§ **Exercise inputs**

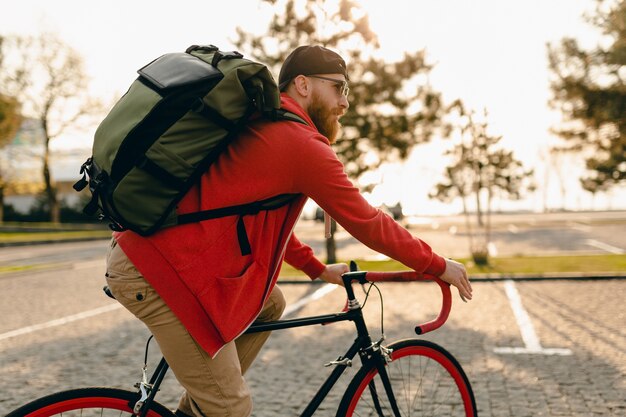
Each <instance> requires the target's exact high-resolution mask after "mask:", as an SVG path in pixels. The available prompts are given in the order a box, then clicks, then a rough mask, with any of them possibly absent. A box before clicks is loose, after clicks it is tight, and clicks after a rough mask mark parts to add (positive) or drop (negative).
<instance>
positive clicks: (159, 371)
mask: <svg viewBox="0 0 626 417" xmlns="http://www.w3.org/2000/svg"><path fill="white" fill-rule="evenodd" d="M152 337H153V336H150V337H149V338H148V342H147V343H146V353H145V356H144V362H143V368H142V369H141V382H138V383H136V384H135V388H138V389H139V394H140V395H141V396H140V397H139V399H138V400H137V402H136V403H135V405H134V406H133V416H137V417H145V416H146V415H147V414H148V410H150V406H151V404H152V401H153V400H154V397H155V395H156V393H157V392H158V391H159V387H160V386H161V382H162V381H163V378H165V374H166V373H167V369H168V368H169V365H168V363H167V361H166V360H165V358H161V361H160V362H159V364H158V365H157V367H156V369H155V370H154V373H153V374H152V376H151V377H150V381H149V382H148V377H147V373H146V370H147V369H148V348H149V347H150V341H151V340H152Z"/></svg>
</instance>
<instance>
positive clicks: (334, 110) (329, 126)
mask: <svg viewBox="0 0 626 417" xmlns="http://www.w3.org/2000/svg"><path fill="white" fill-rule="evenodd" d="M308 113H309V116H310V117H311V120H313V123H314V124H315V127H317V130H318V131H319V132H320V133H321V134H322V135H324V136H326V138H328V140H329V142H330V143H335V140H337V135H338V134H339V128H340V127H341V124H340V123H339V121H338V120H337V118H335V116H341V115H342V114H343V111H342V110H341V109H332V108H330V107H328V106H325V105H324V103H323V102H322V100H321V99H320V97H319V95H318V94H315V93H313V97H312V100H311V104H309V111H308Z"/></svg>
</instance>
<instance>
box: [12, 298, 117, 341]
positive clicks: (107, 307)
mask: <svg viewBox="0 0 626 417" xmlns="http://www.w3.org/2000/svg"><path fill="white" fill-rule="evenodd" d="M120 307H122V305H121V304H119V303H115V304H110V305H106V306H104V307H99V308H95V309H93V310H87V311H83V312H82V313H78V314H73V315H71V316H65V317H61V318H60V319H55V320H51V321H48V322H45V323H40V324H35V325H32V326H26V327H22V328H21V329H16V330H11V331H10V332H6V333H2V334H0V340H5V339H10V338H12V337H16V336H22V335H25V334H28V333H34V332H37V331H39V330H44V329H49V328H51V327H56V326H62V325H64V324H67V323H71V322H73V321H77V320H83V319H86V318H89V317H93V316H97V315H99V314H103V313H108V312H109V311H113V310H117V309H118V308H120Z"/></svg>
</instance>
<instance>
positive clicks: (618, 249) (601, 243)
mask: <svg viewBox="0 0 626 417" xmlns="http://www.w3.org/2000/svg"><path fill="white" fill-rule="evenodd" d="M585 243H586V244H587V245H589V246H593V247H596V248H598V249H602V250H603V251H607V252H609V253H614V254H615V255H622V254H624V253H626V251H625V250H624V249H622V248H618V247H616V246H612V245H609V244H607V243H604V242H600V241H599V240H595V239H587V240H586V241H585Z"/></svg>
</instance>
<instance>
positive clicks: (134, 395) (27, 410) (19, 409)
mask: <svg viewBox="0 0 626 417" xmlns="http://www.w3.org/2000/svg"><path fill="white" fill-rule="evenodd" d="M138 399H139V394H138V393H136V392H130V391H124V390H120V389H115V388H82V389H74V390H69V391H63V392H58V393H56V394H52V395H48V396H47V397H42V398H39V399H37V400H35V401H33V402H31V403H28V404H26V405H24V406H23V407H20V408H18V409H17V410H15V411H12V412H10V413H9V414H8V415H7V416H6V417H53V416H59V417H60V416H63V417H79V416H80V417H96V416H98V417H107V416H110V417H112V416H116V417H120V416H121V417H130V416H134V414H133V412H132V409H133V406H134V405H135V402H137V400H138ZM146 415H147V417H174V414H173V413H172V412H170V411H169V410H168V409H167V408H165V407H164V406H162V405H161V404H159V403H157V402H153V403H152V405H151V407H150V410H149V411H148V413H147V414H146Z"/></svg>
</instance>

§ **What to do**
Reproduce every item above word for word, leaving out the pictures.

§ **Result**
Each <instance> requires the target's exact high-resolution mask after "mask:", as an SVG path in pixels. The available prompts are given in the order a box, then clicks, then a rough mask, with any of them possibly absent. A box before clicks is loose, after clicks it is tight, and clicks after a rough mask mark parts to add (positive) or drop (negative).
<instance>
positive clicks: (159, 371)
mask: <svg viewBox="0 0 626 417" xmlns="http://www.w3.org/2000/svg"><path fill="white" fill-rule="evenodd" d="M152 337H153V336H150V337H149V338H148V342H147V343H146V353H145V356H144V362H143V368H142V369H141V382H138V383H136V384H135V388H138V389H139V394H140V395H141V396H140V397H139V399H138V400H137V402H136V403H135V405H134V406H133V416H137V417H145V416H146V415H147V414H148V410H150V406H151V404H152V401H153V400H154V397H155V395H156V393H157V392H158V391H159V387H160V386H161V382H162V381H163V378H165V374H166V373H167V369H168V368H169V365H168V363H167V361H166V360H165V358H161V361H160V362H159V364H158V365H157V367H156V369H155V370H154V373H153V374H152V376H151V377H150V381H149V382H148V377H147V373H146V370H147V369H148V348H149V347H150V341H151V340H152Z"/></svg>
</instance>
<instance>
positive clicks: (334, 110) (329, 126)
mask: <svg viewBox="0 0 626 417" xmlns="http://www.w3.org/2000/svg"><path fill="white" fill-rule="evenodd" d="M308 113H309V116H310V117H311V120H313V123H314V124H315V127H317V130H318V131H319V132H320V133H321V134H322V135H324V136H326V138H328V140H329V142H330V143H335V140H337V135H338V134H339V128H340V127H341V124H340V123H339V121H338V120H337V118H335V116H341V115H342V114H343V111H342V110H341V109H332V108H330V107H328V106H325V105H324V103H323V102H322V100H321V99H320V97H319V95H318V94H315V93H313V97H312V100H311V104H309V111H308Z"/></svg>
</instance>
<instance>
box: [12, 298, 117, 341]
positive clicks: (107, 307)
mask: <svg viewBox="0 0 626 417" xmlns="http://www.w3.org/2000/svg"><path fill="white" fill-rule="evenodd" d="M120 307H122V305H121V304H119V303H115V304H110V305H106V306H104V307H99V308H95V309H93V310H87V311H83V312H82V313H78V314H73V315H71V316H65V317H61V318H60V319H55V320H51V321H48V322H45V323H40V324H35V325H32V326H26V327H22V328H21V329H16V330H11V331H10V332H6V333H2V334H0V340H5V339H10V338H12V337H16V336H22V335H25V334H28V333H34V332H37V331H39V330H44V329H49V328H51V327H56V326H62V325H64V324H67V323H71V322H73V321H77V320H83V319H86V318H89V317H93V316H97V315H99V314H103V313H108V312H109V311H113V310H117V309H118V308H120Z"/></svg>
</instance>
<instance>
positive clicks: (618, 249) (601, 243)
mask: <svg viewBox="0 0 626 417" xmlns="http://www.w3.org/2000/svg"><path fill="white" fill-rule="evenodd" d="M585 243H586V244H587V245H589V246H593V247H596V248H598V249H602V250H603V251H607V252H609V253H614V254H615V255H622V254H624V253H626V251H625V250H624V249H622V248H618V247H616V246H612V245H609V244H607V243H604V242H600V241H599V240H595V239H587V240H586V241H585Z"/></svg>
</instance>
<instance>
positive clicks: (134, 395) (27, 410) (19, 409)
mask: <svg viewBox="0 0 626 417" xmlns="http://www.w3.org/2000/svg"><path fill="white" fill-rule="evenodd" d="M138 399H139V394H138V393H136V392H130V391H124V390H120V389H115V388H82V389H74V390H69V391H63V392H58V393H56V394H52V395H48V396H47V397H42V398H39V399H37V400H35V401H33V402H31V403H28V404H26V405H24V406H23V407H20V408H18V409H17V410H15V411H12V412H10V413H9V414H8V415H7V416H6V417H53V416H59V417H60V416H63V417H79V416H80V417H96V416H98V417H107V416H110V417H112V416H116V417H120V416H121V417H130V416H134V414H133V412H132V409H133V406H134V405H135V402H137V400H138ZM146 415H147V417H174V414H173V413H172V412H170V411H169V410H168V409H167V408H165V407H164V406H162V405H161V404H159V403H157V402H153V403H152V405H151V407H150V410H149V411H148V413H147V414H146Z"/></svg>
</instance>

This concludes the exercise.